■ EXERCISE ■
From the listing below, copy every line that contains the string "black". Uppercase and lowercase letters count as different.
-------- TASK INPUT
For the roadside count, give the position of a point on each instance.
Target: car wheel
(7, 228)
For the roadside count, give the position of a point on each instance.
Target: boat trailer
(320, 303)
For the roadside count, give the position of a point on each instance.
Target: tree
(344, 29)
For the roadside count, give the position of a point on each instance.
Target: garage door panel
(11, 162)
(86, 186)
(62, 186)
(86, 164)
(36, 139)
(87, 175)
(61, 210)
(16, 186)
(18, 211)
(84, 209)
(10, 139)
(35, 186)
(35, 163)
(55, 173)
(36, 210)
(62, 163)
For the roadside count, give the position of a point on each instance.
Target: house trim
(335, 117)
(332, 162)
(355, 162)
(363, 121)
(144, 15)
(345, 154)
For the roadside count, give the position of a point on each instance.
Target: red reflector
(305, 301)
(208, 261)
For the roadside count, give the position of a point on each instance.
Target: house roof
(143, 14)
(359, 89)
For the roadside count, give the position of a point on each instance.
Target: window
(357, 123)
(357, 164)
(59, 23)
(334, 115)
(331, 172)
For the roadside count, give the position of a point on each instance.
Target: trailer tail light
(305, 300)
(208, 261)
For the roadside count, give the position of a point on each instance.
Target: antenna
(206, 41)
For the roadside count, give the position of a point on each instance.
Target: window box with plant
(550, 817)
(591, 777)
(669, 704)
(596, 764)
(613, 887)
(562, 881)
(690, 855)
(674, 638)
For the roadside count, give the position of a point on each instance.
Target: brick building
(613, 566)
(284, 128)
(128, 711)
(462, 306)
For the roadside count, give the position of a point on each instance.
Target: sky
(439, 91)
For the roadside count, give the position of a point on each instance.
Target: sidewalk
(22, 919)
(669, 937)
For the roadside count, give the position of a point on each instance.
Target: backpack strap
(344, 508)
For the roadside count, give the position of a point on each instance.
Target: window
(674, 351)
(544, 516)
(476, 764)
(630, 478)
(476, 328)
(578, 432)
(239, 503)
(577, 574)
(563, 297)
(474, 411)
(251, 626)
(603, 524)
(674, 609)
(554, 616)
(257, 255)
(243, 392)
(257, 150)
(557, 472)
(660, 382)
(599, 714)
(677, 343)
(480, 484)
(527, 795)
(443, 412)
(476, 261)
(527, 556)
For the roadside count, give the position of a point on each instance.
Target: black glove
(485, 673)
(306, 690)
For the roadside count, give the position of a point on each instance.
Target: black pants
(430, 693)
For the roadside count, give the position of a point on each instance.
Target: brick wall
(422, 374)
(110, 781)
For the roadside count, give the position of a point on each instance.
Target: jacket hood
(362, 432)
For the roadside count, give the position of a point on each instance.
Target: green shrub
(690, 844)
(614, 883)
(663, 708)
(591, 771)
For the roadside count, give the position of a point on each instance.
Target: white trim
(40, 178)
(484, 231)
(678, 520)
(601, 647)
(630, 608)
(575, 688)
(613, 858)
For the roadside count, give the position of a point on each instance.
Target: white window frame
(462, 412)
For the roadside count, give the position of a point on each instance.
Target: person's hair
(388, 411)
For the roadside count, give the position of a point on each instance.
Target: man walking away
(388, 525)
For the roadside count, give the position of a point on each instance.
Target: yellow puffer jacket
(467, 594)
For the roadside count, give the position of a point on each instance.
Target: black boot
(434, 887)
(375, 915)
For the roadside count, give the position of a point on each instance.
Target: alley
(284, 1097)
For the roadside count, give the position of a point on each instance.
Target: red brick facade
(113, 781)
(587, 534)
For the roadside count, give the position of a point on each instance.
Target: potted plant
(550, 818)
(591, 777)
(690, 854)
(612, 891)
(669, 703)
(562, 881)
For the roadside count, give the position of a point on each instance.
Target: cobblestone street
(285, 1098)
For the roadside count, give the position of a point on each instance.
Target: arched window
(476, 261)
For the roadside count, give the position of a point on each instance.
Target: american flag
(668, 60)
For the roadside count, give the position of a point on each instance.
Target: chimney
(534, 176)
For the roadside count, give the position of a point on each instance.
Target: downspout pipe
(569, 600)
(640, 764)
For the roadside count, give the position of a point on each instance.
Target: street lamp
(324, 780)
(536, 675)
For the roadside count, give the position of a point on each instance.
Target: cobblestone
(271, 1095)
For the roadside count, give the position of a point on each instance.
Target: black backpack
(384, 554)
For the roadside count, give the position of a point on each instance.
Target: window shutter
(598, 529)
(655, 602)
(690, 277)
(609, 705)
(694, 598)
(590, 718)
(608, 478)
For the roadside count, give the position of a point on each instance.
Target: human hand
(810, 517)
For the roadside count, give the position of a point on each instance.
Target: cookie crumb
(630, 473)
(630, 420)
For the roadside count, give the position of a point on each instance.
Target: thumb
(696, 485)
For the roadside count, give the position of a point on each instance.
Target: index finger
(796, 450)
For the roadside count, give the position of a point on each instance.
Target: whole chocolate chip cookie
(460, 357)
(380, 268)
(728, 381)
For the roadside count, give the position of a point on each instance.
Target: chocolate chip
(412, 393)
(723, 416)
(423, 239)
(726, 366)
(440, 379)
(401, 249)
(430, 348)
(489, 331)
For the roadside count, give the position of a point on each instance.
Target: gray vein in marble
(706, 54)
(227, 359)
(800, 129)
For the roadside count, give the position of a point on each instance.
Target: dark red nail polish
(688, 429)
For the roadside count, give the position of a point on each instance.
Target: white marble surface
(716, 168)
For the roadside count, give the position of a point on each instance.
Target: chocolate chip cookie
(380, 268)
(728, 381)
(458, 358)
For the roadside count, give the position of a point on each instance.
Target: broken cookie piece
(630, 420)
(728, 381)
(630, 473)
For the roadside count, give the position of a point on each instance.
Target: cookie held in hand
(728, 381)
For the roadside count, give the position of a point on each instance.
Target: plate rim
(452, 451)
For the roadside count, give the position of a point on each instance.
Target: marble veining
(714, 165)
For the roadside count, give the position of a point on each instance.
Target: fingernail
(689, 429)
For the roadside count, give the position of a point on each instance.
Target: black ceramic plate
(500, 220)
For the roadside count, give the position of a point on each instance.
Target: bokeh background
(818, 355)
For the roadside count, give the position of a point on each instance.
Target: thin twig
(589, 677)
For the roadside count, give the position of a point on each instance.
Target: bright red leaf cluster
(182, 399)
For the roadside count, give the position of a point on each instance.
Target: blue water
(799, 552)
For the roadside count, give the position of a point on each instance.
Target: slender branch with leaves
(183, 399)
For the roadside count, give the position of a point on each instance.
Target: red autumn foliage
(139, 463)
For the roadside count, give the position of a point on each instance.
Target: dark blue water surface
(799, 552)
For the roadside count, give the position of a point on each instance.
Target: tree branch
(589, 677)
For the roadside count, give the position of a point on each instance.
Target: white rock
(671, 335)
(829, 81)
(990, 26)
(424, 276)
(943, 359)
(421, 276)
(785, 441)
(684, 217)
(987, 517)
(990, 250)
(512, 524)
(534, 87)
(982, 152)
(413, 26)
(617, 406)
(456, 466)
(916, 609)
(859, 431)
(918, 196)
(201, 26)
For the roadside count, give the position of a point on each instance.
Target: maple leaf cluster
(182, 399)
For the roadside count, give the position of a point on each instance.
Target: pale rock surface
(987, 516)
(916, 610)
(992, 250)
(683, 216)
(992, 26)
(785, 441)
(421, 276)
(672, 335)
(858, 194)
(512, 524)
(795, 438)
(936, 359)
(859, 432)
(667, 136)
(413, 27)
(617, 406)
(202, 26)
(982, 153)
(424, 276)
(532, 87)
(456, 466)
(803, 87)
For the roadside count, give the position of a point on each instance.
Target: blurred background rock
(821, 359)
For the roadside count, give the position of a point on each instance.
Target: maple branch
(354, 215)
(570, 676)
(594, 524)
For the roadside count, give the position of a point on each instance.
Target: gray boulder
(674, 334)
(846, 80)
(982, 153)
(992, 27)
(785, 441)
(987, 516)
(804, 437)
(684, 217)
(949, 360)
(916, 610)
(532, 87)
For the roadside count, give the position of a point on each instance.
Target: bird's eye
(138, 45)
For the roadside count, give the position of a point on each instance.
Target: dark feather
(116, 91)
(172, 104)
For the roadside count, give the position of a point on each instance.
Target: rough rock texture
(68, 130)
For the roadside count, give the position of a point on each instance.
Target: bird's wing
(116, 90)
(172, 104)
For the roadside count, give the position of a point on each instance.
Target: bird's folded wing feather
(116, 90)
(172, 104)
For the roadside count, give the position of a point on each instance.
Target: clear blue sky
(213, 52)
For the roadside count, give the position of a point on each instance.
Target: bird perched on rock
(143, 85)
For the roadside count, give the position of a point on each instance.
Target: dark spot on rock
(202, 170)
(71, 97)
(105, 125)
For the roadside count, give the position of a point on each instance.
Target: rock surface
----------------
■ FULL SOLUTION ■
Target: black glove
Target: black pants
Target: black boot
Target: black backpack
Target: black ceramic plate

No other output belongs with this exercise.